**INFORMATION GIVEN:**
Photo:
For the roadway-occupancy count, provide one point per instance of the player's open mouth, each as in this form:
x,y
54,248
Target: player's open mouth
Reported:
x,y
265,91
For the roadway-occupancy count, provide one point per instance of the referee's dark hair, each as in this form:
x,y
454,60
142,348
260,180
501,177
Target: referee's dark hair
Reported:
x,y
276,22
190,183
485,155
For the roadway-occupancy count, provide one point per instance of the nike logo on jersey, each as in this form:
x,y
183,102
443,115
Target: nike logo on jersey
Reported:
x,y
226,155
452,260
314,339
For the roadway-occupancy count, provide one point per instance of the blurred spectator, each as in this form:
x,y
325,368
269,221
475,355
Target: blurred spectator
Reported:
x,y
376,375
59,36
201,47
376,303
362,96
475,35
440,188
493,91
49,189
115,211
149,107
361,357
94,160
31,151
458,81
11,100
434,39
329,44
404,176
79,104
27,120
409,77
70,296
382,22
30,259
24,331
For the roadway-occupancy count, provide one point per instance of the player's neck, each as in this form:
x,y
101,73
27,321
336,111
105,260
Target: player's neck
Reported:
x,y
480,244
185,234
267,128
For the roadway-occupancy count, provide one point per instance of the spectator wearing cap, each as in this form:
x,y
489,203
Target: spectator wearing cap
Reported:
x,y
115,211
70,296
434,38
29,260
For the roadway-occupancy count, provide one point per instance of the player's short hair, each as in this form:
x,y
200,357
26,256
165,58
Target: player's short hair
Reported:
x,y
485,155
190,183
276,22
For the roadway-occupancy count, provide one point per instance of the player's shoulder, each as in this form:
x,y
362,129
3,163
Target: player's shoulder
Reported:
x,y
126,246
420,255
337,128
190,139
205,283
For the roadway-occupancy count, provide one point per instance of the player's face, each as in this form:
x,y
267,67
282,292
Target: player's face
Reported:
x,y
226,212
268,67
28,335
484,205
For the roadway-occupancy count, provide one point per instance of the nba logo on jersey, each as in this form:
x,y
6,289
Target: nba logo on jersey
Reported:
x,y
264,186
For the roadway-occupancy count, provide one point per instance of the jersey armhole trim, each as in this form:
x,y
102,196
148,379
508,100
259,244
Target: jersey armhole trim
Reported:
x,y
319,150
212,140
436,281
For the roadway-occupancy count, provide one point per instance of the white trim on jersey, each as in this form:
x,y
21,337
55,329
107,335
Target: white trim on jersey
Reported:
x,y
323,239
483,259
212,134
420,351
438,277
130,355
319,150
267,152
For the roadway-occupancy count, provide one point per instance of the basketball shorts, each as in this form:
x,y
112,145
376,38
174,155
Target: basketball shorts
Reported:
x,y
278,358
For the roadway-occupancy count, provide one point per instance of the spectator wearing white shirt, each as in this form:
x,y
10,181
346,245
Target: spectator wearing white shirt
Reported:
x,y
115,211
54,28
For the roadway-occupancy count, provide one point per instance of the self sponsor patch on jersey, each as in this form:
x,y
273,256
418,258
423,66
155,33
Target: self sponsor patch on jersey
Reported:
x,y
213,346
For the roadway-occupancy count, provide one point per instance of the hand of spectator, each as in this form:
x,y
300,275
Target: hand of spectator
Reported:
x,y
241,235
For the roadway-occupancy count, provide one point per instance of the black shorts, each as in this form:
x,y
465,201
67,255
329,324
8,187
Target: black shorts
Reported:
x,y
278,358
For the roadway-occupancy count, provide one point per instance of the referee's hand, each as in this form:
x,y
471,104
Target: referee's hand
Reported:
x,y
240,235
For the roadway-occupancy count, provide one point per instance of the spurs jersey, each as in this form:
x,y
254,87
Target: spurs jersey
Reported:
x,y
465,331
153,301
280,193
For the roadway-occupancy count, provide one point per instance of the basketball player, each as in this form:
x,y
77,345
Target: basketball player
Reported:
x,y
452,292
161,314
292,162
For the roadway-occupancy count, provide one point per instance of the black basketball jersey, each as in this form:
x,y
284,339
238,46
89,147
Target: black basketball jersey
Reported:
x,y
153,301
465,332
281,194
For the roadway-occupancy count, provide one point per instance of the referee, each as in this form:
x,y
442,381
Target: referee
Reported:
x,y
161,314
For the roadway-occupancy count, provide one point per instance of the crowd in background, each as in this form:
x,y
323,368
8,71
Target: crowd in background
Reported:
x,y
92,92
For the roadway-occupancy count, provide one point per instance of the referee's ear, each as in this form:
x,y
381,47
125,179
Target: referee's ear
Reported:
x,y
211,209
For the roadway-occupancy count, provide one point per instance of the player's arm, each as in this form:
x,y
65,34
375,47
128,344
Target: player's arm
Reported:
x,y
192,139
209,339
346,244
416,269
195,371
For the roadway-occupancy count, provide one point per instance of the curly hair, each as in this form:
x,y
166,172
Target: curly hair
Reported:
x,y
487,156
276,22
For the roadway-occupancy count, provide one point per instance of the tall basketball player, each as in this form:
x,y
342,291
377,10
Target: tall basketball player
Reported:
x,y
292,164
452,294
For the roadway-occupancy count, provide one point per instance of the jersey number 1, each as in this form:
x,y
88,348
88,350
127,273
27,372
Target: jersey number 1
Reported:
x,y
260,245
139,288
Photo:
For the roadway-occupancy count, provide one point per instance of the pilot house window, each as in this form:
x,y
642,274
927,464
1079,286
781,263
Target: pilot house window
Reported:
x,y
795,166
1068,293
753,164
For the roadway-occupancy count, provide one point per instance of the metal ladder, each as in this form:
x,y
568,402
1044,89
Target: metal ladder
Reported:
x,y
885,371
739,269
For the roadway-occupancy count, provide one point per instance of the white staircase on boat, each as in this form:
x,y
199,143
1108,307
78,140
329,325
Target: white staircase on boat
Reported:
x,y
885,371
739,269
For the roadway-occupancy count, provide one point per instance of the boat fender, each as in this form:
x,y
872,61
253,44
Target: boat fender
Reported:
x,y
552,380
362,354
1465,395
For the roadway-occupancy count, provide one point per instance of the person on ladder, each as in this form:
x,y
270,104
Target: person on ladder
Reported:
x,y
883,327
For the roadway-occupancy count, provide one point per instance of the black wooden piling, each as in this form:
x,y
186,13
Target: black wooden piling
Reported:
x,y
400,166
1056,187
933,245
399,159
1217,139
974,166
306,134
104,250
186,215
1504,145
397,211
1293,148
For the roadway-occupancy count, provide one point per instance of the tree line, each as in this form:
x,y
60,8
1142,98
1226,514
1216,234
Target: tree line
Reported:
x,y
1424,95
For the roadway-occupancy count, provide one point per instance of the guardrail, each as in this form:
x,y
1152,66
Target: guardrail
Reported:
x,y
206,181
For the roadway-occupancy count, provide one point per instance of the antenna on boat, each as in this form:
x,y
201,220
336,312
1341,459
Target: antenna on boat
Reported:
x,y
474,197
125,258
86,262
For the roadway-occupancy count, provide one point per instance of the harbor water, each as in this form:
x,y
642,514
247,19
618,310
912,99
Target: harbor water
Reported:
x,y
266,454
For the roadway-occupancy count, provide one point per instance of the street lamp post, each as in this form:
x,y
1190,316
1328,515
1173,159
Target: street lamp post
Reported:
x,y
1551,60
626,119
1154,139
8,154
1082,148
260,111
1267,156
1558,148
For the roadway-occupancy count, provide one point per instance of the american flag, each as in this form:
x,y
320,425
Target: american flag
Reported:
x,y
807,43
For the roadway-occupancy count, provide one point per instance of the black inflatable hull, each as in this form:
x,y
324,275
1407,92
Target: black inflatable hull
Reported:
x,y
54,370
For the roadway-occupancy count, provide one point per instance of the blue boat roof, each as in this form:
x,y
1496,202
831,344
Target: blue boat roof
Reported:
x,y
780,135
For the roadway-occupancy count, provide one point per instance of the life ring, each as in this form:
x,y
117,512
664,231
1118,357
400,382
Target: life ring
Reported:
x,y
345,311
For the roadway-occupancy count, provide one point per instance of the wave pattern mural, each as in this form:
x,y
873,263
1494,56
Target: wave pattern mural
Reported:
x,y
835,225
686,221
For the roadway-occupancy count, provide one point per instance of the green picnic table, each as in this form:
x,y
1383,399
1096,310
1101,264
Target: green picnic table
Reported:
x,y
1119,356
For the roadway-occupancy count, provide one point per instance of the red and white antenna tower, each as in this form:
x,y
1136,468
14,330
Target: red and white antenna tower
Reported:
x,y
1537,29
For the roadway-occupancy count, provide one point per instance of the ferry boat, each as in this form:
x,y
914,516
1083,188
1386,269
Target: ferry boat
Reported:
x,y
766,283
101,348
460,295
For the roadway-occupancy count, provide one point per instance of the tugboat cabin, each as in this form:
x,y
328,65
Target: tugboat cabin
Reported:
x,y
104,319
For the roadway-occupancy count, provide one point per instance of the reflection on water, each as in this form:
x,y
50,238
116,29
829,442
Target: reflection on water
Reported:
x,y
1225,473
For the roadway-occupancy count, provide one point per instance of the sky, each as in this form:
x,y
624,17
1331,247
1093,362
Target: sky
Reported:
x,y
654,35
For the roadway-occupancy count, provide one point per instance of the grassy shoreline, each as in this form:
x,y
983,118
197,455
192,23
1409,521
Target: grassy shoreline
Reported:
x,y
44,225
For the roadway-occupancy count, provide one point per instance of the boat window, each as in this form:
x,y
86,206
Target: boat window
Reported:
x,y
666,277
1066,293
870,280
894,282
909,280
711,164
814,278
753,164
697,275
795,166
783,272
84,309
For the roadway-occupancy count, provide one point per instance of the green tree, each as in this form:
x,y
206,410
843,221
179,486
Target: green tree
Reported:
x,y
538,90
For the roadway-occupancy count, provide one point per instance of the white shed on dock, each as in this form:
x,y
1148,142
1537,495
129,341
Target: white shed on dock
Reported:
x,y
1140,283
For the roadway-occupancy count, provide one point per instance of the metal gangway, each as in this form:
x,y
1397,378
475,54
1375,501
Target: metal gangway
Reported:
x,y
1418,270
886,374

**WORK TO DO:** Can you repeat everything from the line containing "of the grassy" down to the end of the records, switching "metal gangway" to "steel gangway" and leaving all else unchanged?

**RESULT OF THIS TASK:**
For the roadway-occupancy count, provide one point per instance of the grassy shoreline, each as in this form:
x,y
983,118
197,455
192,23
1409,521
Target: grassy shoreline
Reported:
x,y
44,225
For the roadway-occupancy count, provide one point per instance of the boat window, each as in this form:
x,y
86,206
Target: boat window
Reported:
x,y
666,277
1066,293
870,280
894,282
909,280
711,164
814,278
753,164
697,275
795,166
783,272
84,309
For the roadway-occupancy count, provide one point per instance of the green tree, each as in this form:
x,y
206,410
843,221
179,486
Target: green tree
Reported:
x,y
538,90
For the roadway-occupancy count, provide one point per instance of the white shed on dock, each as in this form:
x,y
1148,142
1537,495
129,341
Target: white shed on dock
Reported:
x,y
1140,283
For the roadway-occupancy count, provide one point per instance of the steel gangway, each as in this form:
x,y
1397,378
475,54
1375,501
Target: steel gangway
Reported:
x,y
1418,270
886,374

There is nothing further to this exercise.